Democratic Leadership Continues to Advance the Cause of Picking on Children

As if kids in our state don’t have enough problems (today we learned that half of all U.S. children will go on food stamps at some point), the Democrats continue their efforts to make fun of the fatties. First there was Andy Berke, wanting us to run around knocking the cake out of fat kids’ hands, and now we’ve got Phil Bredesen basically standing before a bunch of Important People talking about how self-evident the problem of fatties are.

Seriously, it’s bad enough that the State Democrats have decided that they should be free to voice their disgust towards fat people in public and to try to codify that disgust into public policy, but that they want to pick on fat children is beyond the pale.

But it makes sense. I mean, are you going to go up to some 300 lb armed redneck and tell him you find him disgusting to look at and you want him to start showing a little more self-restraint?

No, of course not. Democrats may be patronizing, sactimonious asshats who maybe ought to take a look in the mirror (Governor Bredesen) before casting stones, but they’re not stupid.

Pick on people who can’t fight back, like kids. It’s much safer that way.

Here’s an idea. Bring back recess. Put sidewalks in our cities so that kids can move around their neighborhoods without fear of cars. Make our neighborhoods safe enough that parents can let their kids outside without fear. Feed kids school lunches that are actually cooked on-site with fresh ingredients. Make sure that kids can regularly get to doctors. Encourage parents to let their kids roam some.  And then mind your own god damn business.

_DATASET EXTRACT_.
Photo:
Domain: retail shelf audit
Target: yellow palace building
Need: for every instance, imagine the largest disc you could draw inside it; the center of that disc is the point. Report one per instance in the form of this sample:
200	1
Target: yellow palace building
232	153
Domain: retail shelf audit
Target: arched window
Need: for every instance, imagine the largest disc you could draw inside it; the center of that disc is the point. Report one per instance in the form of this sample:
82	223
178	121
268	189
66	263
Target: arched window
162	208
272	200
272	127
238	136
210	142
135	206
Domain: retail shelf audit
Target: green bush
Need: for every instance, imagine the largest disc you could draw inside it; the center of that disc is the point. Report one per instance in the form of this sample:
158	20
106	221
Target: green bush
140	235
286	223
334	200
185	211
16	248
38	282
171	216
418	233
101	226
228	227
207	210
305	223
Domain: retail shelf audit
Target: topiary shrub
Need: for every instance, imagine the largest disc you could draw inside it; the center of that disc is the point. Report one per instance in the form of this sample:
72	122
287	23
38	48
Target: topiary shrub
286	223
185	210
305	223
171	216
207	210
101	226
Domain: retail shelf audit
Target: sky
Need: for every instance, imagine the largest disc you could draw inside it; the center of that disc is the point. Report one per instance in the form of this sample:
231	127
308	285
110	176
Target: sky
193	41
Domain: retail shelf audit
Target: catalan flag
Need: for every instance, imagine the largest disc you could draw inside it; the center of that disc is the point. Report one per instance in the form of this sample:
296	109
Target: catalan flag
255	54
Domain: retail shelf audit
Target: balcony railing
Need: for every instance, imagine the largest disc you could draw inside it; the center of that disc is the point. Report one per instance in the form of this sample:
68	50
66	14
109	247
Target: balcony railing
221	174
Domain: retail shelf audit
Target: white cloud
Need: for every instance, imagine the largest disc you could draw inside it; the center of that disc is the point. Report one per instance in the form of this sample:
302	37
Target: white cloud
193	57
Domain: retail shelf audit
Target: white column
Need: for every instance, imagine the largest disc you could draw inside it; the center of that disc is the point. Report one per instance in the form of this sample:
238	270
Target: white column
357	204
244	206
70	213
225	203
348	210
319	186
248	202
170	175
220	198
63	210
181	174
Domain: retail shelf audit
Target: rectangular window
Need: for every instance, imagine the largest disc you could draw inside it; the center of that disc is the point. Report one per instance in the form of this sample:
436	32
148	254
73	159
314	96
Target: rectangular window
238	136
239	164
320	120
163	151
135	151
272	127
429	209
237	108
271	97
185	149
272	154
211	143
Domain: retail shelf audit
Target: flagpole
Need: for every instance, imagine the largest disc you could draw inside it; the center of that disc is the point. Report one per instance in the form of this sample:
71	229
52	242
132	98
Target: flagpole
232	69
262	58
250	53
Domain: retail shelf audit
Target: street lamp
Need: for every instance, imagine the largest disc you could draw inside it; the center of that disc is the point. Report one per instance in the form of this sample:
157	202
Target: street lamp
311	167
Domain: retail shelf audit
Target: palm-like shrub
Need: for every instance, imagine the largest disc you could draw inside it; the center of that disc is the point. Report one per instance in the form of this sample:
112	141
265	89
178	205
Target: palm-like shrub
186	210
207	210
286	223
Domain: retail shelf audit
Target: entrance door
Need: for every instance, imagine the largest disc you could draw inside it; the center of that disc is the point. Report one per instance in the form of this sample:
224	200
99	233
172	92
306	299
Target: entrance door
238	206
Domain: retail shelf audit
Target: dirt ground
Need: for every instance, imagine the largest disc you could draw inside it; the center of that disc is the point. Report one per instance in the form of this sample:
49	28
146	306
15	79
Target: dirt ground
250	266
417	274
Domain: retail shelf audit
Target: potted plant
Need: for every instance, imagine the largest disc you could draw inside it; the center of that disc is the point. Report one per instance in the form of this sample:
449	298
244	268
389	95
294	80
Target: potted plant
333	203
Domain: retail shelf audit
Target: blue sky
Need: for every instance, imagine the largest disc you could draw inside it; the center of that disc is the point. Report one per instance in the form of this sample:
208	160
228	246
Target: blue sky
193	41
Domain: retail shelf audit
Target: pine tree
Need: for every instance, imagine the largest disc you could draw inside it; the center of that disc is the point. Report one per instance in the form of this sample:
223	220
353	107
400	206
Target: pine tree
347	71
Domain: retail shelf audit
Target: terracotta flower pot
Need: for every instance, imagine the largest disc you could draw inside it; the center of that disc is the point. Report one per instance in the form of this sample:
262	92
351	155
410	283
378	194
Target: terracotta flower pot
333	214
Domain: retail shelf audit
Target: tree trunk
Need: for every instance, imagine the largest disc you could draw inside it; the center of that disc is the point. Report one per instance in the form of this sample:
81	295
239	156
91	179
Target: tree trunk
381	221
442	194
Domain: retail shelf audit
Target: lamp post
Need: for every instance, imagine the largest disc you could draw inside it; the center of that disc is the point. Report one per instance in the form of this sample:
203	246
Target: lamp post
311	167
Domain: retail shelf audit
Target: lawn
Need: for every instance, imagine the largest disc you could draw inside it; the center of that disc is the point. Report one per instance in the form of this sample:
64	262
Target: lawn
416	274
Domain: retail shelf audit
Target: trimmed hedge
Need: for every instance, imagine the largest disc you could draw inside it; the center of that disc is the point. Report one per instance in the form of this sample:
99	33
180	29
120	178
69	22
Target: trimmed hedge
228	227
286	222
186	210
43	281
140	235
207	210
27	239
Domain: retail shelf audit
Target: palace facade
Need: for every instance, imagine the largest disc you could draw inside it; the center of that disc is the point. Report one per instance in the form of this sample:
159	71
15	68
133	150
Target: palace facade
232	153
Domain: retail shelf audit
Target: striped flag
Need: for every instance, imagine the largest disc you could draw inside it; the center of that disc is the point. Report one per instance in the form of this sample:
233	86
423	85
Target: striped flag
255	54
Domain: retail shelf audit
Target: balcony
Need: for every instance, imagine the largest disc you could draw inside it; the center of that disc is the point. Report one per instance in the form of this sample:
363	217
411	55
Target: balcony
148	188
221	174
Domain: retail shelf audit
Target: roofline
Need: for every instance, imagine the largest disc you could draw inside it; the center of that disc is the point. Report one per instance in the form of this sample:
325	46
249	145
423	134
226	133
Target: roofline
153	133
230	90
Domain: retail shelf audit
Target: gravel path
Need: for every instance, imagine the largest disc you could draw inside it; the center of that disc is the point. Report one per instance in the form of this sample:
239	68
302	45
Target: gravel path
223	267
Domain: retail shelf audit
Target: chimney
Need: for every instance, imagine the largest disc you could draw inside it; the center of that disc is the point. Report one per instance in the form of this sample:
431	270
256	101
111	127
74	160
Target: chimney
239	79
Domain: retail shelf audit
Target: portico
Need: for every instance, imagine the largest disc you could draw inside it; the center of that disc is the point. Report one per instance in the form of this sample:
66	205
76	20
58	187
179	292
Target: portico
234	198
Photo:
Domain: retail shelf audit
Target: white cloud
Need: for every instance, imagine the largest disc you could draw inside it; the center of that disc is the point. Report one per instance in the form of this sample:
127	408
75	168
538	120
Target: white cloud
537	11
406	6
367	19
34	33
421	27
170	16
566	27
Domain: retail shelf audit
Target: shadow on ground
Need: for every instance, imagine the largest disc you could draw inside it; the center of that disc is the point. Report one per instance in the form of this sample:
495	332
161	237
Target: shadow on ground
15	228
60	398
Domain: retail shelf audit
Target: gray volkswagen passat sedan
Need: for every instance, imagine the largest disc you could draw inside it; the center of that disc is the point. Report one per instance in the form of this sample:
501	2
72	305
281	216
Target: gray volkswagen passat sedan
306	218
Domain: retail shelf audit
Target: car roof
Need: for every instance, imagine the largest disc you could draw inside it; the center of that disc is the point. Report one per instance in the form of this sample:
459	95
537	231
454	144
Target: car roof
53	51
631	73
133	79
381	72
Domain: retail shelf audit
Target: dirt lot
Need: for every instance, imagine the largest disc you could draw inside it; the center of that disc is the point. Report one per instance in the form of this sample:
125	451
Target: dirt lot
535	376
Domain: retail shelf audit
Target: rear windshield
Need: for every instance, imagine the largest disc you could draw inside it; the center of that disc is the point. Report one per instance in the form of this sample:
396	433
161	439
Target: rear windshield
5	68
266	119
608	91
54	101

_DIRECTIONS_. Say whether each statement agrees with the post about Democrats and overweight children, answering yes or no and quoting the post's deciding words: 1. The writer calls for bringing back recess. 2. The post gives Andy Berke the title of governor. 3. The writer wants school lunches made somewhere else and brought in.

_TASK ANSWER_.
1. Yes: "Bring back recess."
2. No: "(Governor Bredesen)"
3. No: "Feed kids school lunches that are actually cooked on-site with fresh ingredients."